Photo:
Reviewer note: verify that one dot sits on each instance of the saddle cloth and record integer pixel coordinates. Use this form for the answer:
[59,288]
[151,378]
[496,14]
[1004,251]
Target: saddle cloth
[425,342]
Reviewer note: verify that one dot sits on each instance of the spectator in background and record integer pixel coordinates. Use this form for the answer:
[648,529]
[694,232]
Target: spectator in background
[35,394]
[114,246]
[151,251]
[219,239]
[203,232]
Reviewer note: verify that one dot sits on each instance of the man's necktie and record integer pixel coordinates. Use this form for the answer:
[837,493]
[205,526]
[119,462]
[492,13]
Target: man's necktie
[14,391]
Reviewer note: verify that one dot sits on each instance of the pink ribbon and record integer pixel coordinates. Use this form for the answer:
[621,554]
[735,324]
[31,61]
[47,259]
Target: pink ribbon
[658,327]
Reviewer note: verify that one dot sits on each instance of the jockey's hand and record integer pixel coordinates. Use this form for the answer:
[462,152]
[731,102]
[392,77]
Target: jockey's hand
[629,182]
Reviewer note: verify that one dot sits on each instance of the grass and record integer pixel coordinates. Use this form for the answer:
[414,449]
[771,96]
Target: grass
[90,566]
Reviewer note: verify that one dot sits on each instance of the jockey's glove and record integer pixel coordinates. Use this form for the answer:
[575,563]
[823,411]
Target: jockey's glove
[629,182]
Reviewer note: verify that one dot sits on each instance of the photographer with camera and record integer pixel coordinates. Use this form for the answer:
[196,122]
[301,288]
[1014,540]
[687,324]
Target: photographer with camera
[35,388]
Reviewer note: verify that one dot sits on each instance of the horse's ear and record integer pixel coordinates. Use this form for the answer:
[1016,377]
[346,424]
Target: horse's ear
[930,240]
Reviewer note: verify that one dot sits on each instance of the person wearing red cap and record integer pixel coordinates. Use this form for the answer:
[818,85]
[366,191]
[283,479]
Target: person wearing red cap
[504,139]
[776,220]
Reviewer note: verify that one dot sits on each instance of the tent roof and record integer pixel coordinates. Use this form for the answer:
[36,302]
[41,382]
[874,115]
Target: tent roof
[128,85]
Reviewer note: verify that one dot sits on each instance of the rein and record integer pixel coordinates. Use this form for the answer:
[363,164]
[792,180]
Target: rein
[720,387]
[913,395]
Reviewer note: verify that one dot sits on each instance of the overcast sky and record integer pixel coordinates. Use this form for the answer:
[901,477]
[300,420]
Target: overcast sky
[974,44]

The task:
Keeping each line intact, set down the entire listing once more.

Exercise result:
Photo:
Reviewer note: verify that one dot sits on each instance of the saddle cloth and record integer pixel coordinates. Use this form for the answer:
[59,288]
[151,378]
[496,14]
[1004,251]
Target: saddle cloth
[425,342]
Reviewer note: verify that one dot sits on each instance of the spectator in background and record integer pixel coordinates. Use this form for the answer:
[648,529]
[694,232]
Target: spectator in background
[35,394]
[114,246]
[151,251]
[219,239]
[203,232]
Reviewer note: verify that one dot sits on each instance of the man's necktie and record integer pixel coordinates. Use this form for the answer:
[837,493]
[205,526]
[119,462]
[492,13]
Target: man's necktie
[14,391]
Reviewer note: verify that one dot sits on each instance of the pink ribbon and record integer pixel coordinates. Use this form for the answer:
[621,554]
[735,324]
[31,61]
[47,259]
Target: pink ribbon
[658,327]
Reviewer note: verify that one dot sits on each instance of the jockey's hand and record integer pixel coordinates. Use this form for the answer:
[462,152]
[731,102]
[392,77]
Target: jockey's hand
[629,182]
Reviewer note: verify that one dot sits on each instance of the grass and record integer pixel coordinates. Use this form for the answer:
[414,449]
[771,96]
Target: grass
[90,566]
Reviewer note: verify that one dot sits on each instance of the jockey's glove and record integer pixel coordinates. Use this form for the answer:
[575,563]
[823,411]
Target: jockey's glove
[629,182]
Reviewer note: verify that one dot sits on each instance of the photographer with camera and record integer pixel coordinates. Use this form for the answer:
[196,122]
[301,288]
[1014,540]
[687,324]
Target: photographer with camera
[35,388]
Reviewer note: verify that one dot sits on each instance of the horse's ear and record integer pixel coordinates. Use this form for the answer:
[1016,377]
[346,424]
Target: horse's ear
[930,240]
Reviewer note: verify that one dot sits on each instance of the person wearing red cap and record integer pixel coordinates. Use this form for the answer:
[818,85]
[366,191]
[283,479]
Target: person wearing red cap
[504,139]
[776,220]
Reviewer note: verify that one dot sits on each instance of the tent roof and record integer pixel coordinates. Use this form for the answer:
[36,302]
[41,382]
[874,115]
Target: tent roof
[128,85]
Reviewer note: verify that one dot sits on each instance of the rein and record integer pixel coordinates. Use this form for the answer:
[363,164]
[792,180]
Target: rein
[720,387]
[913,395]
Reviewer note: verify that one dot sits on each instance of the overcast sky and record integer pixel coordinates. Use this form for the answer:
[901,477]
[300,420]
Target: overcast sky
[974,44]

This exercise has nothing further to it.